# GOAL OF THE EXERCISE:
Output each line exactly as it appears, skipping any embedded picture.

(Items from a data source)
-- start --
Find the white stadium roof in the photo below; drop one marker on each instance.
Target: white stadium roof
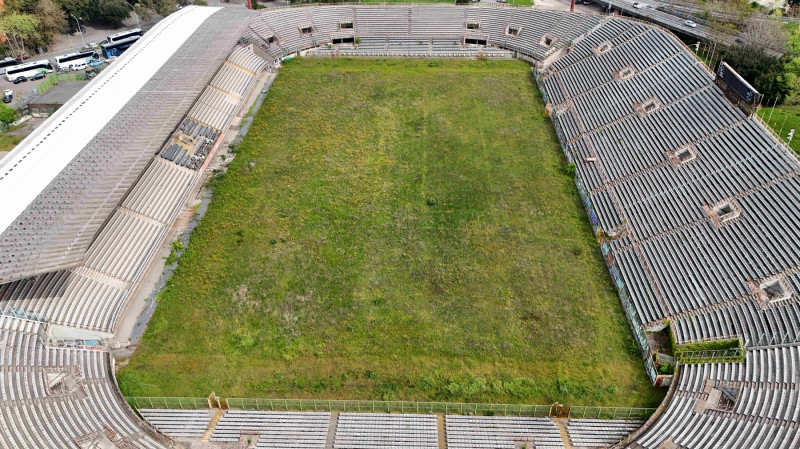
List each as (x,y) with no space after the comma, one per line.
(38,159)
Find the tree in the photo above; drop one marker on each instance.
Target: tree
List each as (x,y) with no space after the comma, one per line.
(766,73)
(160,7)
(85,9)
(114,11)
(52,21)
(765,32)
(50,17)
(18,28)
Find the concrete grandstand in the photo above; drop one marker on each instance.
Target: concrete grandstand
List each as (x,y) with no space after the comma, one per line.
(694,200)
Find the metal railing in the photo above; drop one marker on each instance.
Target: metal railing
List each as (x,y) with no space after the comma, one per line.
(332,405)
(711,356)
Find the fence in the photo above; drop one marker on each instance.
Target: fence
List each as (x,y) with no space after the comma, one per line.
(456,408)
(630,311)
(711,356)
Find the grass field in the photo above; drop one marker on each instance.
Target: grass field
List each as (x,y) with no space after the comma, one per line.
(783,119)
(394,229)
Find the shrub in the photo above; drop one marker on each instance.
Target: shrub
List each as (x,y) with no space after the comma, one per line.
(7,114)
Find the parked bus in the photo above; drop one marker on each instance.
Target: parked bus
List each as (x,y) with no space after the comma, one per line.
(117,48)
(29,69)
(6,63)
(124,35)
(65,62)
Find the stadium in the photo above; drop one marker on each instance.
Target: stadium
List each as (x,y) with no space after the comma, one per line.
(688,194)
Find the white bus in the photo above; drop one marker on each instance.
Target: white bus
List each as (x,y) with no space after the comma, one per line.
(65,62)
(29,69)
(6,63)
(124,35)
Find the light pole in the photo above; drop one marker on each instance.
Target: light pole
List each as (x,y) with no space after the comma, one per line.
(79,28)
(138,25)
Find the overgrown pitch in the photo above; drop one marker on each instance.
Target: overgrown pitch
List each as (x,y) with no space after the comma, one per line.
(395,229)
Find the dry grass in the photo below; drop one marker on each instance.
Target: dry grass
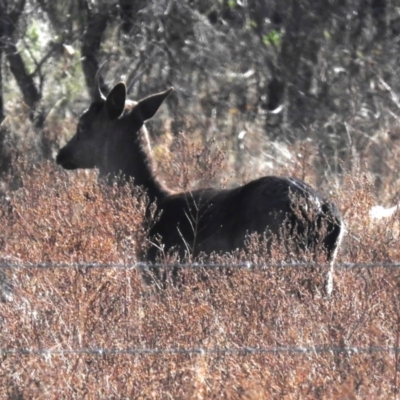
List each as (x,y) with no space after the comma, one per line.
(60,217)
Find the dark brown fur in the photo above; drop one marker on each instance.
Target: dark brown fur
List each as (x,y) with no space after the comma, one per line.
(111,137)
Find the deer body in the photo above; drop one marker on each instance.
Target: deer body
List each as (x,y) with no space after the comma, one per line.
(112,138)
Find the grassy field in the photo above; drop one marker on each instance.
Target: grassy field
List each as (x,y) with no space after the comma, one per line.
(64,314)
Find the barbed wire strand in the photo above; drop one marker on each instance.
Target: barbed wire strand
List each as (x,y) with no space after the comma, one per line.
(350,350)
(146,266)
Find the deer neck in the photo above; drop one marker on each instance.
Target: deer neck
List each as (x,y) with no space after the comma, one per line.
(130,155)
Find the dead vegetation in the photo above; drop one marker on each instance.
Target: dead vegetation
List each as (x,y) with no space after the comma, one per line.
(200,330)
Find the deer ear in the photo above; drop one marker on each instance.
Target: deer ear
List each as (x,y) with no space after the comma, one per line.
(147,107)
(115,102)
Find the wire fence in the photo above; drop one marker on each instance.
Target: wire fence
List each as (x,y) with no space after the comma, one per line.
(345,350)
(146,266)
(350,351)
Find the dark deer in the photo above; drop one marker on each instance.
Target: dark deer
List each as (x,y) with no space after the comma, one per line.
(111,137)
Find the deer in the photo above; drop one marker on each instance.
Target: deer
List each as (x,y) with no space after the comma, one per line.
(111,136)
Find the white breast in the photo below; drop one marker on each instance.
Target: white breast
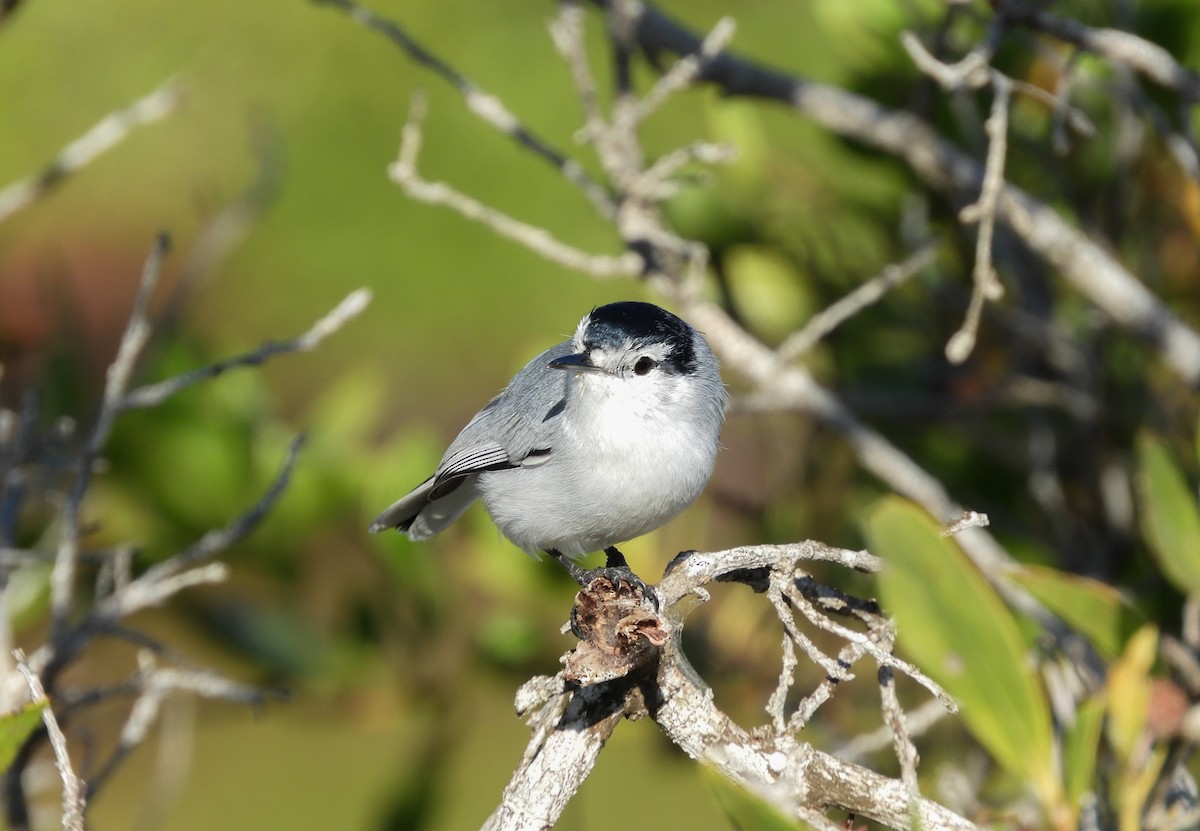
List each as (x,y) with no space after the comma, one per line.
(631,456)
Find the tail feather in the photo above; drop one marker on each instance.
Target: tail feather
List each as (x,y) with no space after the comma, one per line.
(421,514)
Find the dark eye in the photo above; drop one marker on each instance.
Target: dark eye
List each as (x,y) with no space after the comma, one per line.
(643,365)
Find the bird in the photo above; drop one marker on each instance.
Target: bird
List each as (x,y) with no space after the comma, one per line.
(597,441)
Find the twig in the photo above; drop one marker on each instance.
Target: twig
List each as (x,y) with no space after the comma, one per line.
(901,742)
(685,71)
(970,519)
(133,341)
(567,34)
(1123,47)
(403,172)
(838,312)
(481,103)
(73,800)
(156,685)
(108,132)
(151,395)
(215,540)
(987,285)
(918,721)
(882,656)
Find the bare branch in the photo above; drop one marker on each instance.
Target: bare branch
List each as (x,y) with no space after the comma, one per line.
(73,800)
(403,172)
(987,282)
(133,341)
(107,133)
(151,395)
(685,72)
(939,163)
(1122,47)
(484,105)
(214,542)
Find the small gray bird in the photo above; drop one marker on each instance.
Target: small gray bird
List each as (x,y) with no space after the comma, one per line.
(597,441)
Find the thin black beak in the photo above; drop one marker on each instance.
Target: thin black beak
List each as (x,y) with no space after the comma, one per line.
(576,363)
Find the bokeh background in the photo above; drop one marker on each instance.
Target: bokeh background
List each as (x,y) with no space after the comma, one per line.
(401,659)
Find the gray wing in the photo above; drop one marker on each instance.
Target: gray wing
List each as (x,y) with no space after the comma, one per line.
(515,428)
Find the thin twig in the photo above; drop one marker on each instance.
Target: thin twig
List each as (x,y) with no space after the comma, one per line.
(901,742)
(1122,47)
(151,395)
(403,172)
(73,789)
(987,285)
(838,312)
(481,103)
(220,539)
(107,133)
(133,341)
(687,70)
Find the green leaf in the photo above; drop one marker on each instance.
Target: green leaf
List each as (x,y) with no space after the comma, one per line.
(954,626)
(1128,689)
(16,728)
(1080,749)
(747,811)
(1169,513)
(1097,610)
-- end --
# TASK RESULT:
Find the white stadium roof in the photo below; drop one marker on each instance.
Target: white stadium roof
List each as (x,y) with no space after the comma, one per line.
(38,159)
Find the tree in the photo above; drop one marker on each instance.
Target: tree
List each as (x,y) with no space after the comma, one per line.
(766,73)
(160,7)
(85,9)
(114,11)
(52,21)
(765,32)
(50,17)
(18,28)
Find the concrete grandstand in the photo above; drop one marker on each instance.
Target: concrete grandstand
List each as (x,y) with no space after the comma, one per line.
(694,200)
Find the metal railing in the photo above; drop one marker on each instance.
Target: metal railing
List each as (x,y) with no space after the comma, one per line.
(332,405)
(711,356)
Find the fence in the photo above; drop one marker on each instance.
Target: fence
List each as (x,y) with no space after the comma, one per line.
(456,408)
(630,311)
(711,356)
Find the grass field in the photo above; drop one marker on each instance.
Target: grass field
List each as (x,y) with no space after the comma, one per line.
(783,119)
(394,229)
Find the shrub in the photo above; drop one marker on each instance.
Target: shrub
List each as (x,y) with no space after the comma, one per line.
(7,114)
Find the parked bus in the photo above; drop one marker on each instance.
Target: parked bus
List each as (x,y) with no space after the comma, one per line.
(117,48)
(29,69)
(6,63)
(124,35)
(65,62)
Find the stadium in the photo above; drop one marker on each instance.
Target: stadium
List each as (x,y) with no space after the comma, one per line.
(688,194)
Find the white bus in the photo above; drop one marker on each instance.
Target: white bus
List each as (x,y) with no space after the comma, one per line.
(65,62)
(29,69)
(6,63)
(124,35)
Find the light pole in the photo above; drop one marker on each instance.
Target: light pole
List each as (x,y) with no space after the comma, one per line.
(79,28)
(138,25)
Find the overgrown pitch in the photo above; drop one marker on each instance.
Target: overgrown pitch
List each as (x,y) with no space after the comma, one per line.
(395,229)
Find the dry grass in the photo below; drop one marker on each instance.
Target: dry grass
List each as (x,y) with no space after the comma, one per line.
(60,217)
Find the dark brown fur in the photo above; drop one marker on each instance.
Target: dark brown fur
List each as (x,y) with no space after the comma, one per line.
(111,137)
Find the deer body in the photo above; drop one marker on each instance.
Target: deer body
List each as (x,y) with no space after the comma, one per line.
(112,138)
Find the grassy field in the photo above; drop one marker on each instance.
Target: grassy field
List each as (x,y) with no space after the comma, one per line.
(64,314)
Find the barbed wire strand in the photo above; drop one marker on each instance.
Target: barbed wire strand
List each as (x,y) with no space after the comma, one per line.
(350,350)
(146,266)
Find the deer neck in the photo above; drop one marker on each instance.
Target: deer neck
List each as (x,y) with no space after the comma, one per line.
(130,155)
Find the dead vegetation in the photo above; drop one marker on each instance.
Target: dead vegetation
List each as (x,y) with no space after the comma, one per line.
(200,330)
Find the deer ear in the photo above; drop one marker on each instance.
Target: deer ear
List each as (x,y) with no space after the comma, one per line.
(147,107)
(115,102)
Find the wire fence in the photo above; drop one marker on each instance.
Target: wire fence
List each as (x,y) with no space after the comma, one per line.
(345,350)
(146,266)
(350,351)
Find the dark deer in the photo above; drop one marker on each instance.
Target: dark deer
List each as (x,y) with no space after the comma, one per line.
(111,137)
Find the deer in the photo above; drop one marker on each instance.
Target: deer
List each as (x,y) with no space after the comma, one per line.
(111,136)
Find the white breast in the photo below; drop one marker on each instance.
Target: white breast
List each as (x,y) with no space after the comma, one per line.
(631,456)
Find the tail feather in the photo above; drop one marker on each instance.
Target: tail feather
List each as (x,y) with no space after the comma, one per line.
(421,514)
Find the dark eye in the photo above; drop one marker on each instance.
Target: dark eye
List each as (x,y) with no space after the comma, one per line.
(643,365)
Find the bird in the photo above; drop one marker on each instance.
Target: bird
List each as (x,y) with no space after the comma, one per line.
(597,441)
Find the twig in the photo above; drop one marker on each instance.
Target: twig
List each as (x,y) with no space after the comma, one per line.
(901,742)
(685,71)
(970,519)
(133,341)
(567,34)
(1123,47)
(403,172)
(838,312)
(481,103)
(73,800)
(156,685)
(108,132)
(151,395)
(215,540)
(987,285)
(918,721)
(882,656)
Find the bare branch in the photo above; drop one marker on each instance.
Target: bare branch
List each as (x,y) with no space after the comma, one per line.
(73,800)
(403,172)
(987,282)
(133,341)
(107,133)
(151,395)
(685,72)
(939,163)
(1122,47)
(484,105)
(214,542)
Find the small gray bird in the photo above; drop one marker on each instance.
Target: small gray bird
List each as (x,y) with no space after the comma, one per line.
(597,441)
Find the thin black beak in the photo above; drop one marker on each instance.
Target: thin black beak
List each as (x,y) with no space after the comma, one per line.
(576,363)
Find the bokeh background in the photo above; drop one marker on each instance.
Target: bokeh background
List each as (x,y) with no space after the comma, one per line.
(401,659)
Find the gray wing in the photo above; drop one marker on each instance.
Target: gray wing
List each as (x,y) with no space after the comma, one per line.
(515,428)
Find the thin twig in the photo above; drop one marker on each instance.
Target: thin twig
List each as (x,y) with no space after the comma, one per line.
(901,742)
(1122,47)
(151,395)
(403,172)
(73,789)
(987,285)
(838,312)
(481,103)
(220,539)
(107,133)
(133,341)
(687,70)
Find the green leaf in the photo above; drop one marker on each instance.
Target: green leaf
List each as (x,y) with no space after the comma, one per line.
(954,626)
(1128,689)
(16,728)
(1080,749)
(747,811)
(1169,513)
(1097,610)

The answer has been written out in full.